TASK DETAILS. Render every line of the listing below as a JSON list of strings, one string per line, with blank lines left out.
Begin MATERIAL PROVIDED
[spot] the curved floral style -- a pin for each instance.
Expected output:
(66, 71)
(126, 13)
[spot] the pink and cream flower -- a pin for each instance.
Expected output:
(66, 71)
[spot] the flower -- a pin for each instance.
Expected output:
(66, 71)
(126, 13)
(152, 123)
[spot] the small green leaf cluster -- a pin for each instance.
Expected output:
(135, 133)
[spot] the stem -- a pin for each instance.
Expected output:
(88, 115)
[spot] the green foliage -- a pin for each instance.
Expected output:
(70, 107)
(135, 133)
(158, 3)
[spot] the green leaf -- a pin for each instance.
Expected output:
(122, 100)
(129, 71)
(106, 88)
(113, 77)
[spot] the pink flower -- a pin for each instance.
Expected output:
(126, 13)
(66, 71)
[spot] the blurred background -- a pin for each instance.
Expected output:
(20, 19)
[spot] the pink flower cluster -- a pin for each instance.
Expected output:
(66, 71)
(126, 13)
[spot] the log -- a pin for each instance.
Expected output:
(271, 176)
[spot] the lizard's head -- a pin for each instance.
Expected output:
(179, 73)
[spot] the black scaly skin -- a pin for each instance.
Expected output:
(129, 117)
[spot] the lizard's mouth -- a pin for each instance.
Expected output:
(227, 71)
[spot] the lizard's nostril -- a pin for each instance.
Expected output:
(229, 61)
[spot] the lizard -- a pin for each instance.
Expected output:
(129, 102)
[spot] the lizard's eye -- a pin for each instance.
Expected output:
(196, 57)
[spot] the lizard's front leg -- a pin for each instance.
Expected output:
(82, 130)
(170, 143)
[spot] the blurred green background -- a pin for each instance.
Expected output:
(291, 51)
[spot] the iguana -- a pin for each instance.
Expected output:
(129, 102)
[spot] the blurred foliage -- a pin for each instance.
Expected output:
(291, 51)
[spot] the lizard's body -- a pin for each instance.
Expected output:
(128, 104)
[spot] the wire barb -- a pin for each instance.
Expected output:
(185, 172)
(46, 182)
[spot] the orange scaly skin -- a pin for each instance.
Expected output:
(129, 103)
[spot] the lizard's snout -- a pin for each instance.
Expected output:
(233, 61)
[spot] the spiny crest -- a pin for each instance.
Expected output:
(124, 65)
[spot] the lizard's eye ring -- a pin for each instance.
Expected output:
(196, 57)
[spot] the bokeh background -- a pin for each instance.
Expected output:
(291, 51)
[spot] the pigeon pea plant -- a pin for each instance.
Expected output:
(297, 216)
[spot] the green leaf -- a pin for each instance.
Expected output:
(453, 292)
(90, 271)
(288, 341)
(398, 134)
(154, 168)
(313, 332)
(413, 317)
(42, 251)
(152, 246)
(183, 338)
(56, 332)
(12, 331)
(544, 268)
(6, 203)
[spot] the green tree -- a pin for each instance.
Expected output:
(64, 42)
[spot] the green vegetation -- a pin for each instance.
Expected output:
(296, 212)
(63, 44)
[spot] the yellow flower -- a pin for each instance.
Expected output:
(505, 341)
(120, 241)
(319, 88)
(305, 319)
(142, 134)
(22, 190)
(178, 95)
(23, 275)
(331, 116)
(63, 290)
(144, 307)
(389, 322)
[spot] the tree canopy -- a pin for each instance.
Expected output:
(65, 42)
End MATERIAL PROVIDED
SOLUTION FOR THIS EXERCISE.
[
  "[spot] the curved floral style -- a pin for each instance.",
  "Expected output:",
  "(66, 71)",
  "(126, 13)",
  "[spot] the pink and cream flower -- a pin for each instance.",
  "Expected output:",
  "(66, 71)",
  "[spot] the flower -- a pin for each instance.",
  "Expected output:",
  "(66, 71)",
  "(126, 13)",
  "(152, 123)",
  "[spot] the small green leaf cluster -- a pin for each instance.",
  "Expected output:",
  "(135, 133)",
  "[spot] the stem -- a pin for each instance.",
  "Expected output:",
  "(88, 115)",
  "[spot] the green foliage -- a pin for each instance.",
  "Expected output:",
  "(70, 107)",
  "(135, 133)",
  "(158, 3)",
  "[spot] the green leaf -- a pin for each instance.",
  "Expected output:",
  "(122, 100)",
  "(129, 71)",
  "(106, 88)",
  "(113, 77)",
  "[spot] the pink flower -- a pin for each instance.",
  "Expected output:",
  "(126, 13)",
  "(66, 71)",
  "[spot] the blurred background -- a pin for each instance.",
  "Expected output:",
  "(20, 19)",
  "[spot] the pink flower cluster -- a pin for each instance.",
  "Expected output:",
  "(66, 71)",
  "(126, 13)",
  "[spot] the log -- a pin for each instance.",
  "Expected output:",
  "(271, 176)",
  "[spot] the lizard's head -- a pin for each instance.",
  "Expected output:",
  "(179, 73)",
  "[spot] the black scaly skin -- a pin for each instance.",
  "Expected output:",
  "(129, 117)",
  "[spot] the lizard's mouth -- a pin for each instance.",
  "Expected output:",
  "(227, 71)",
  "[spot] the lizard's nostril -- a pin for each instance.",
  "Expected output:",
  "(229, 61)",
  "[spot] the lizard -- a pin for each instance.",
  "Expected output:",
  "(129, 102)",
  "[spot] the lizard's eye -- a pin for each instance.",
  "Expected output:",
  "(196, 57)",
  "[spot] the lizard's front leg -- a pin for each instance.",
  "Expected output:",
  "(82, 130)",
  "(170, 143)",
  "[spot] the blurred green background -- a pin for each instance.",
  "Expected output:",
  "(291, 51)",
  "[spot] the iguana -- a pin for each instance.",
  "Expected output:",
  "(129, 102)",
  "[spot] the blurred foliage -- a pin for each instance.",
  "Expected output:",
  "(291, 51)",
  "[spot] the lizard's body -- a pin for each instance.",
  "Expected output:",
  "(128, 104)",
  "[spot] the wire barb -- a pin for each instance.",
  "Expected output:",
  "(185, 172)",
  "(46, 182)",
  "[spot] the orange scaly skin -- a pin for each instance.",
  "Expected output:",
  "(129, 103)",
  "[spot] the lizard's snout -- a pin for each instance.",
  "Expected output:",
  "(233, 61)",
  "[spot] the spiny crest -- a pin for each instance.",
  "Expected output:",
  "(124, 65)",
  "[spot] the lizard's eye ring -- a pin for each instance.",
  "Expected output:",
  "(196, 57)",
  "[spot] the bokeh background -- a pin for each instance.",
  "Expected output:",
  "(291, 51)",
  "[spot] the pigeon pea plant -- a pin for each instance.",
  "Expected output:",
  "(297, 216)",
  "[spot] the green leaf -- a pin for each instance.",
  "Expected output:",
  "(453, 292)",
  "(90, 271)",
  "(288, 341)",
  "(398, 134)",
  "(154, 168)",
  "(313, 332)",
  "(413, 317)",
  "(42, 251)",
  "(152, 246)",
  "(183, 338)",
  "(56, 332)",
  "(12, 331)",
  "(544, 268)",
  "(6, 203)",
  "[spot] the green tree -- a pin for each instance.",
  "Expected output:",
  "(64, 42)",
  "[spot] the green vegetation -- a pin for each instance.",
  "Expected output:",
  "(296, 212)",
  "(63, 44)",
  "[spot] the yellow flower -- a pin for each instance.",
  "Expected output:",
  "(505, 341)",
  "(120, 241)",
  "(319, 88)",
  "(305, 319)",
  "(142, 134)",
  "(22, 190)",
  "(178, 95)",
  "(23, 275)",
  "(331, 116)",
  "(63, 290)",
  "(144, 307)",
  "(389, 322)",
  "[spot] the tree canopy -- a pin for each instance.",
  "Expected output:",
  "(65, 42)"
]